* [The problem]
Return each line exactly as written. Begin with the first line of the entries and end with the line that has "# pick out the teal".

* [Source data]
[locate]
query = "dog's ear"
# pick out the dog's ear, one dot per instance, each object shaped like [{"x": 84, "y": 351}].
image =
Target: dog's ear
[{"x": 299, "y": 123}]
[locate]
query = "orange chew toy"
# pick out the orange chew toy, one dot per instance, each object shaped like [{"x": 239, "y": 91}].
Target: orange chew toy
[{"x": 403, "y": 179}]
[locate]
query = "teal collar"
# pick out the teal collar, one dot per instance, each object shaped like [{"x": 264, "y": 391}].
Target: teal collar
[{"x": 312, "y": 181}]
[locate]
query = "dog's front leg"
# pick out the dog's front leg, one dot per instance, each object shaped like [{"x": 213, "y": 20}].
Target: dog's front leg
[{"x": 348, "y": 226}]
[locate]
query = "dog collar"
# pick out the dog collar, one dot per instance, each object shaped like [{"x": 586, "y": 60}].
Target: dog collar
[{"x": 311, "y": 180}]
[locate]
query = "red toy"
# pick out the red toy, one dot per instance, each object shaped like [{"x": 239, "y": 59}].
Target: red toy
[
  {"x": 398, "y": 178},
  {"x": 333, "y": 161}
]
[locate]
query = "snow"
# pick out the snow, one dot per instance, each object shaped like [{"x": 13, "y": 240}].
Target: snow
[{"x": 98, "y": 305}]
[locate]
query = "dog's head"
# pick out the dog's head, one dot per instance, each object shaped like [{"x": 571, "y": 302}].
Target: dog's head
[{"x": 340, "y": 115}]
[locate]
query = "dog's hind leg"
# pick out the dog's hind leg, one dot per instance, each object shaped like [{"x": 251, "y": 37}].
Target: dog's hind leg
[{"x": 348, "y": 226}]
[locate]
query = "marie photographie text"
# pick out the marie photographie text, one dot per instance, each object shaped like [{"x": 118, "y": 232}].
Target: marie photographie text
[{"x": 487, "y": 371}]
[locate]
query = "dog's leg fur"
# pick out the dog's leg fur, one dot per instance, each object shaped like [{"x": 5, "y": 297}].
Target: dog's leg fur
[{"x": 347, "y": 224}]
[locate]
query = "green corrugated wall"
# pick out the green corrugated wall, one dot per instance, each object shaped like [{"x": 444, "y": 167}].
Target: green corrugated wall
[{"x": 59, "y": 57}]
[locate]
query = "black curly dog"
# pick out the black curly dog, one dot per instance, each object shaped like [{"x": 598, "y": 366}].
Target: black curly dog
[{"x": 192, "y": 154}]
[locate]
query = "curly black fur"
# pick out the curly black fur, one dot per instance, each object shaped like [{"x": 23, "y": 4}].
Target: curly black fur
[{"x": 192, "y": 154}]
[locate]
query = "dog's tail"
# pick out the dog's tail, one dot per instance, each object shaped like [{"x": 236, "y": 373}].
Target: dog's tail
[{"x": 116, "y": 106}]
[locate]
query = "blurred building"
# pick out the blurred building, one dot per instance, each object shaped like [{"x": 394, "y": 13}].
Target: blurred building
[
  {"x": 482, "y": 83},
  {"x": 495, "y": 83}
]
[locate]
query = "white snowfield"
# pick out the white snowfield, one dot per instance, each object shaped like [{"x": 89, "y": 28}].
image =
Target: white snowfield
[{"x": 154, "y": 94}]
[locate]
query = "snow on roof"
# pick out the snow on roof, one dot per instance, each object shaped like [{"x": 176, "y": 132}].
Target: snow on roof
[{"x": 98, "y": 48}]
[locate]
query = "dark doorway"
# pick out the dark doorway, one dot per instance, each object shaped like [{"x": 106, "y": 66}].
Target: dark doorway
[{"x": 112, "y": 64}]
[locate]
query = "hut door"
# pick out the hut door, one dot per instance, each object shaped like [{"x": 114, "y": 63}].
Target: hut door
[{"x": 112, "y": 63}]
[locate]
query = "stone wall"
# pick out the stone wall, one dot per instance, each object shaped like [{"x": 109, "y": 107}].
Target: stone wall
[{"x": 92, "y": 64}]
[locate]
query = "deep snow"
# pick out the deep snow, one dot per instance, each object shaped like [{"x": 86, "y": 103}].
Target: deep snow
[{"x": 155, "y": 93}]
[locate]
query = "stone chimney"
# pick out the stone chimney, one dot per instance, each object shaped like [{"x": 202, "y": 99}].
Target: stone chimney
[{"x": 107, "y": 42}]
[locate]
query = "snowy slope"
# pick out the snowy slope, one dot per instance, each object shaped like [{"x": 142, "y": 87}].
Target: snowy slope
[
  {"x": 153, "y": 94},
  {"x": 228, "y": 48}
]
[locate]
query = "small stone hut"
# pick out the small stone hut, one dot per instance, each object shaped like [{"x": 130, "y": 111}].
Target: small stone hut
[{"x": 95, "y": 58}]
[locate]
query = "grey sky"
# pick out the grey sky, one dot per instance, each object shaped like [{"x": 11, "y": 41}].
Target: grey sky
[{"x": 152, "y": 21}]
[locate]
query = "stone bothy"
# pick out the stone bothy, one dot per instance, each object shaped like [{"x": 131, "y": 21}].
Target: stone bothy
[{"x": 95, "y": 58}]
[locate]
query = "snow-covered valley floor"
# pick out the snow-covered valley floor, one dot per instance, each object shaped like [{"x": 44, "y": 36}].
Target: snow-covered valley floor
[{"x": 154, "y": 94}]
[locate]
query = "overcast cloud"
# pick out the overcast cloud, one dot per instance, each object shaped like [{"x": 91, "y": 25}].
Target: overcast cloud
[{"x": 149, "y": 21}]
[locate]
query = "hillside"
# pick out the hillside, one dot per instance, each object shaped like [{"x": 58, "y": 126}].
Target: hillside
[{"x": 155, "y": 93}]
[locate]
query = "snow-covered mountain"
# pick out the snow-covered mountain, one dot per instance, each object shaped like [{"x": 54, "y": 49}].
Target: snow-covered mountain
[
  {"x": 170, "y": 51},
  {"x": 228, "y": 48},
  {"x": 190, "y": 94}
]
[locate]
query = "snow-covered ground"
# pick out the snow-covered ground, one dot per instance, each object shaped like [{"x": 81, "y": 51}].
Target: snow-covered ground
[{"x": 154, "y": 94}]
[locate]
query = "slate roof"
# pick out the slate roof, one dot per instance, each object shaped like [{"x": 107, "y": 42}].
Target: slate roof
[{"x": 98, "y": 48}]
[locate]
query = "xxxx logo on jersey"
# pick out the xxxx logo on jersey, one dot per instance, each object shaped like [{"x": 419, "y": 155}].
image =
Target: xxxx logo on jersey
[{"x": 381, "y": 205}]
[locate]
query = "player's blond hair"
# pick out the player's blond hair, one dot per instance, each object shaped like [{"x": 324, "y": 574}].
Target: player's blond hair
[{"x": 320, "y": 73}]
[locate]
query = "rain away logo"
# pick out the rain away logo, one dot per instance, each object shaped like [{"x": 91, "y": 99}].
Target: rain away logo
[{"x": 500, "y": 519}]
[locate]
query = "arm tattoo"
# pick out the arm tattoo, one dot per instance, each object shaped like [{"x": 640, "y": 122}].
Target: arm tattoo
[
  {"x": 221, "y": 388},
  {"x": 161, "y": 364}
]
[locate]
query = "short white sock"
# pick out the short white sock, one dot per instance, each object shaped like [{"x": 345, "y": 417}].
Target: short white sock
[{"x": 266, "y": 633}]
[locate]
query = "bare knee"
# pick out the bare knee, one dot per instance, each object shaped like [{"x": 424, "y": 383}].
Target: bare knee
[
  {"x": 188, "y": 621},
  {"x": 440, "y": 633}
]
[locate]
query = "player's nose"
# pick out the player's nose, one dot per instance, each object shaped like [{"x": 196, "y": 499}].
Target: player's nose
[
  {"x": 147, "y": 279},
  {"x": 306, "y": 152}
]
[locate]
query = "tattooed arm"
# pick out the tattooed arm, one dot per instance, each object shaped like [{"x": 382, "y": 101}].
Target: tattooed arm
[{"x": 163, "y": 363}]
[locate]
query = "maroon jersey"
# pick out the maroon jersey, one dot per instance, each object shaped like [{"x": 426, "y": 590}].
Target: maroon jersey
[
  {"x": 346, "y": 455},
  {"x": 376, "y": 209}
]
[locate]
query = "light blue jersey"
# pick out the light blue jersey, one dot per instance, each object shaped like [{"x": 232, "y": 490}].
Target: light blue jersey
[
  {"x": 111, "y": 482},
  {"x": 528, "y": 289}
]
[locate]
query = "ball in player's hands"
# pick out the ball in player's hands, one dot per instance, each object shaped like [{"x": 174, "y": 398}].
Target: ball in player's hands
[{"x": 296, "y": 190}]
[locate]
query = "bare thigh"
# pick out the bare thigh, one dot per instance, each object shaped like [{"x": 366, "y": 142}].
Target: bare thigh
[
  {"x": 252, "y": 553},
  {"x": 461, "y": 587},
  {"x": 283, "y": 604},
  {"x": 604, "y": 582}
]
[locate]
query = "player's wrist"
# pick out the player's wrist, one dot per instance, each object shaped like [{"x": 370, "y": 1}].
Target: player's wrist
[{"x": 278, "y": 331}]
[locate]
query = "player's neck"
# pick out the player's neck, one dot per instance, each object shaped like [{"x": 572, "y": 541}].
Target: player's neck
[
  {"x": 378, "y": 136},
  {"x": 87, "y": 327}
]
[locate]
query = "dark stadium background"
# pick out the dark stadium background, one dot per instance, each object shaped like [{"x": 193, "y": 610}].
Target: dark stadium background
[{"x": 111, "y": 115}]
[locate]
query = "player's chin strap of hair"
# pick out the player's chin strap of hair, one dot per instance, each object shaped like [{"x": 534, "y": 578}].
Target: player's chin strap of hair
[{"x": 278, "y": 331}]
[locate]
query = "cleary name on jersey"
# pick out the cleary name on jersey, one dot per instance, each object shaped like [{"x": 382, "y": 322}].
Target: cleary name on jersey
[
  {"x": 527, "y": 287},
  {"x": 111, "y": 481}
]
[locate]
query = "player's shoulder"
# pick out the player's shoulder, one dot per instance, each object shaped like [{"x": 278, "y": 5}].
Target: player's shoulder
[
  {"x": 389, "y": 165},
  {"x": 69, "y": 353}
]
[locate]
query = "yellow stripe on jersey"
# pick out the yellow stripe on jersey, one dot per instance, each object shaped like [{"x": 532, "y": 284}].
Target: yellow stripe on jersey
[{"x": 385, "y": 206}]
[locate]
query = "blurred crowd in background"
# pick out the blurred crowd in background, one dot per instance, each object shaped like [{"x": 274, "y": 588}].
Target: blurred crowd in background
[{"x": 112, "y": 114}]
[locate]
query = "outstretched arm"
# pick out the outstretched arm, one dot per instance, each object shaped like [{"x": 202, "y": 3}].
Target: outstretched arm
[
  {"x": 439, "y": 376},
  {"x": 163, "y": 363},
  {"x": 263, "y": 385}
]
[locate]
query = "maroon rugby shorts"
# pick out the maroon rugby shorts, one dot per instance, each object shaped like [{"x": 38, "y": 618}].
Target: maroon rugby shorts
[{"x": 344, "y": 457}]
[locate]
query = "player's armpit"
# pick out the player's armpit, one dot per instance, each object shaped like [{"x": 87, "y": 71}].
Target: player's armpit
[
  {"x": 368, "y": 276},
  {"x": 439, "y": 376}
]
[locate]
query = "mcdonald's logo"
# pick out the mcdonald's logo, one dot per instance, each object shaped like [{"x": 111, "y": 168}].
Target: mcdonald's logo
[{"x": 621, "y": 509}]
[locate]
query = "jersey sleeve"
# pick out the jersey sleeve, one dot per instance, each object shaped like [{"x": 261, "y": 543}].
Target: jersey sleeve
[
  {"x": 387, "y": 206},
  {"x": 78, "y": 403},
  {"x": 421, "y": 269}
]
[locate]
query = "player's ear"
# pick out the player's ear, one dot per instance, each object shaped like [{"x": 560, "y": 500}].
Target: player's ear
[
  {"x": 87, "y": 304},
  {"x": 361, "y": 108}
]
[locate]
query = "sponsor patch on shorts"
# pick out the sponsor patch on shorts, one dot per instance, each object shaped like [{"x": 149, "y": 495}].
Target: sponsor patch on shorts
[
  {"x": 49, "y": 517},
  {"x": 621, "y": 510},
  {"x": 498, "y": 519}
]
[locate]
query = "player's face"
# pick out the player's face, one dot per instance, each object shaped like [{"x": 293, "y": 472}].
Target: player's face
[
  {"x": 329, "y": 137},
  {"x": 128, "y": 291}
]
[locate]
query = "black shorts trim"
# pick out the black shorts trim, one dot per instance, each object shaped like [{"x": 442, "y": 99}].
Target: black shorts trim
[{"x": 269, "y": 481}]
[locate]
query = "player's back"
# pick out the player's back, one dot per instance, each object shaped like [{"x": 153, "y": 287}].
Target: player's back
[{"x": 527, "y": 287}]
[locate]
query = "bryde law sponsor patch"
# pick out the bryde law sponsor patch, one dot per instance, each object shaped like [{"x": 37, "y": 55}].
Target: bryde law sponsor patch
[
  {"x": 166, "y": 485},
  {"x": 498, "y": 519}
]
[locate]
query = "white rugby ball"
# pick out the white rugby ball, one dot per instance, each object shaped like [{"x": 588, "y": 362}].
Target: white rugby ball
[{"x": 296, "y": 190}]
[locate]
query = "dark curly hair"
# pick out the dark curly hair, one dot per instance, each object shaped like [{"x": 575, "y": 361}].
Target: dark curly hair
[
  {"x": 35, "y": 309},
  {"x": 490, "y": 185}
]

* [Output for this task]
[locate]
query = "dog's ear"
# pick out the dog's ear, one dot per instance, each object shaped like [{"x": 84, "y": 351}].
image =
Target: dog's ear
[{"x": 299, "y": 123}]
[locate]
query = "orange chew toy"
# pick out the orange chew toy, one dot per instance, each object shaped like [{"x": 239, "y": 91}].
Target: orange chew toy
[{"x": 403, "y": 179}]
[locate]
query = "teal collar"
# pick out the teal collar, one dot per instance, each object shaped like [{"x": 264, "y": 391}].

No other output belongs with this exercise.